### PROBLEM
Take the part of the rows that opens with the line containing "Target = eyebrow" and continues through the end of the rows, and write out every line of it again. Move each point by adding 110 to both of its coordinates.

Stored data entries
###

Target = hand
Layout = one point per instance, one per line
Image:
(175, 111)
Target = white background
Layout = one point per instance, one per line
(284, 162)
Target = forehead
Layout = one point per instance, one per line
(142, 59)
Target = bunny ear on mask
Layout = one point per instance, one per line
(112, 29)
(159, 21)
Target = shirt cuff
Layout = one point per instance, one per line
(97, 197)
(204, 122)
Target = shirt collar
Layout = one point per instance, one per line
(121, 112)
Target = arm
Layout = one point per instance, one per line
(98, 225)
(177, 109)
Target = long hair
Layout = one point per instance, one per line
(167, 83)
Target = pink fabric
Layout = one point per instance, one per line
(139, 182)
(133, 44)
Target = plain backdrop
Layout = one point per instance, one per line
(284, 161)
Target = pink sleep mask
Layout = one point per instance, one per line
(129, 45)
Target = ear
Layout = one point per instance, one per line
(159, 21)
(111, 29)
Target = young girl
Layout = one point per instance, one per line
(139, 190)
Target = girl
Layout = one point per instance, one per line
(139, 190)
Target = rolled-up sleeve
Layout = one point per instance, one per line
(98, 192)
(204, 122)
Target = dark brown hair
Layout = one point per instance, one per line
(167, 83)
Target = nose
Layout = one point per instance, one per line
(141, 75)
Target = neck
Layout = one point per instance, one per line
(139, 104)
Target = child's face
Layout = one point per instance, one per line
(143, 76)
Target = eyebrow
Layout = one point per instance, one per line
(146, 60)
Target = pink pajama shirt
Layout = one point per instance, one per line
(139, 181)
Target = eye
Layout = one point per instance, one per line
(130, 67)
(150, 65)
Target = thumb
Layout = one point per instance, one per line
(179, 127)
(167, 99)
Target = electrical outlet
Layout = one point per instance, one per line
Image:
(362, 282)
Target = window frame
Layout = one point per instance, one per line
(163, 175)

###

### EXPECTED ANSWER
Target = eyebrow
Layout = one point per instance, one per line
(256, 170)
Target = pink pajama shirt
Layout = one point per instance, one per line
(249, 291)
Target = eye
Layout = one point per instance, one per line
(240, 177)
(260, 175)
Target = thumb
Layout = one point per instance, one per line
(289, 237)
(277, 209)
Target = electrical outlet
Layout = one point per instance, one per line
Image:
(472, 392)
Target = window frame
Layout = one point per instance, one per line
(273, 285)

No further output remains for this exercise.